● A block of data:
-- START --
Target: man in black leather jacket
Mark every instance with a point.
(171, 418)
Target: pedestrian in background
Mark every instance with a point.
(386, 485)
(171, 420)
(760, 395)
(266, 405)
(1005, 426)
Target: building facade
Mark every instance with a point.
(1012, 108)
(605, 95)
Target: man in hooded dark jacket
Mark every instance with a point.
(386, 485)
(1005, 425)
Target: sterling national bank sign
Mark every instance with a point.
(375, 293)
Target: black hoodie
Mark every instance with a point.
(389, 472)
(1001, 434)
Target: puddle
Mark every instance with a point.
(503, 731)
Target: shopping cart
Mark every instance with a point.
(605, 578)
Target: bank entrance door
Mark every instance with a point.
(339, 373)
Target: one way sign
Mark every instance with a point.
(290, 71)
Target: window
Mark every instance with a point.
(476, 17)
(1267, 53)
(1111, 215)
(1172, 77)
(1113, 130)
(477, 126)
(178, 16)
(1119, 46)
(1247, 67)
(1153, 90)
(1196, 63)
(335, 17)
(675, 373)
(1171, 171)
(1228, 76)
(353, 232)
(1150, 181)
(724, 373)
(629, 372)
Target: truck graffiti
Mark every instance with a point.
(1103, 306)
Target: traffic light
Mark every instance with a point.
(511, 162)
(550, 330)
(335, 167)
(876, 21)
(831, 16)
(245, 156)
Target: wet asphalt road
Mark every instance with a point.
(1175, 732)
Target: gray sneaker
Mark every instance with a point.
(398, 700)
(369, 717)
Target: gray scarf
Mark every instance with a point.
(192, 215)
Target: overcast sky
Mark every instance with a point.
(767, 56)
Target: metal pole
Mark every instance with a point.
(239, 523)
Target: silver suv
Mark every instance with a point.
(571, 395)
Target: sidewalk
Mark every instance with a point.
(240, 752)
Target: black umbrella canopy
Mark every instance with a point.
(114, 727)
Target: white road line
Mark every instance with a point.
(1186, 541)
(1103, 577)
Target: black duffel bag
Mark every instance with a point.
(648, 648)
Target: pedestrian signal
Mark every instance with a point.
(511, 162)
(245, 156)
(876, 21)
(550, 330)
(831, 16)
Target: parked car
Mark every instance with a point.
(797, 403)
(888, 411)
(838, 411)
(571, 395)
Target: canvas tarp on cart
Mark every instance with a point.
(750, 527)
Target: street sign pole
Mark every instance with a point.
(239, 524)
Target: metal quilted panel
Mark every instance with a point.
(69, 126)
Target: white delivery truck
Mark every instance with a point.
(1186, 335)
-- END --
● WHAT YOU ARE ASKED TO DO:
Write out all the entries above again, switching "point" to "dot" wherever it occurs and keeping everything else the same.

● EXERCISE RESULT:
Target: man in black leather jacket
Mark every instance with a dot.
(171, 418)
Target: pedestrian in background
Mark every instance with a dot.
(386, 485)
(171, 420)
(760, 395)
(266, 405)
(1005, 426)
Target: building facade
Mark every instance with a dot.
(1012, 108)
(605, 95)
Target: man in hooded dark jacket
Mark every instance with a dot.
(386, 485)
(1005, 425)
Target: sterling national bank sign
Mark every instance with a dot.
(375, 293)
Target: black hoodie
Mark every instance with a dot.
(389, 472)
(1001, 434)
Target: puddle
Mark every instance with a dot.
(503, 731)
Target: shopping cart
Mark every instance with a dot.
(605, 578)
Target: bank entrance door
Mark every instance with a dot.
(339, 373)
Target: one way sign
Mark every instance with a dot.
(290, 71)
Target: window
Mark every instance with a dot.
(476, 17)
(1267, 53)
(1111, 215)
(1172, 77)
(1113, 130)
(477, 126)
(178, 16)
(1119, 46)
(1247, 67)
(1153, 90)
(1196, 63)
(335, 17)
(675, 373)
(1171, 171)
(1228, 76)
(353, 232)
(1150, 181)
(724, 373)
(629, 372)
Target: truck graffiti
Mark every instance with a dot.
(1103, 306)
Target: traffic light
Mark every instance with a dot.
(511, 162)
(550, 330)
(335, 167)
(876, 21)
(831, 16)
(245, 156)
Target: wet asphalt road
Mark every instance with a dot.
(1175, 732)
Target: gray sneaker
Mark every instance with a dot.
(398, 700)
(369, 717)
Target: gray scarf
Mark every instance with a dot.
(192, 215)
Target: overcast sky
Mark every instance with a dot.
(767, 56)
Target: metal pole
Mark every instance with a dot.
(239, 523)
Target: silver suv
Mark every instance with a dot.
(571, 395)
Target: sidewalk
Mark every instance with a dot.
(240, 752)
Target: black umbrella canopy
Mark every instance with a dot.
(114, 727)
Target: white road line
Mark every instance with a dot.
(1186, 541)
(1103, 577)
Target: black duffel bag
Mark every instance with a dot.
(648, 648)
Target: pedestrian signal
Mark every instance with a dot.
(511, 162)
(245, 156)
(876, 21)
(550, 330)
(831, 16)
Target: parked car
Mark every instance with a dot.
(797, 403)
(888, 411)
(838, 411)
(571, 395)
Target: canvas tarp on cart
Mark every instance with a dot.
(750, 527)
Target: street sign pole
Mark every instance with a dot.
(239, 524)
Target: metal quilted panel
Mark every instance with a dot.
(69, 126)
Target: white delivery truck
Mark every instance with a dot.
(1186, 335)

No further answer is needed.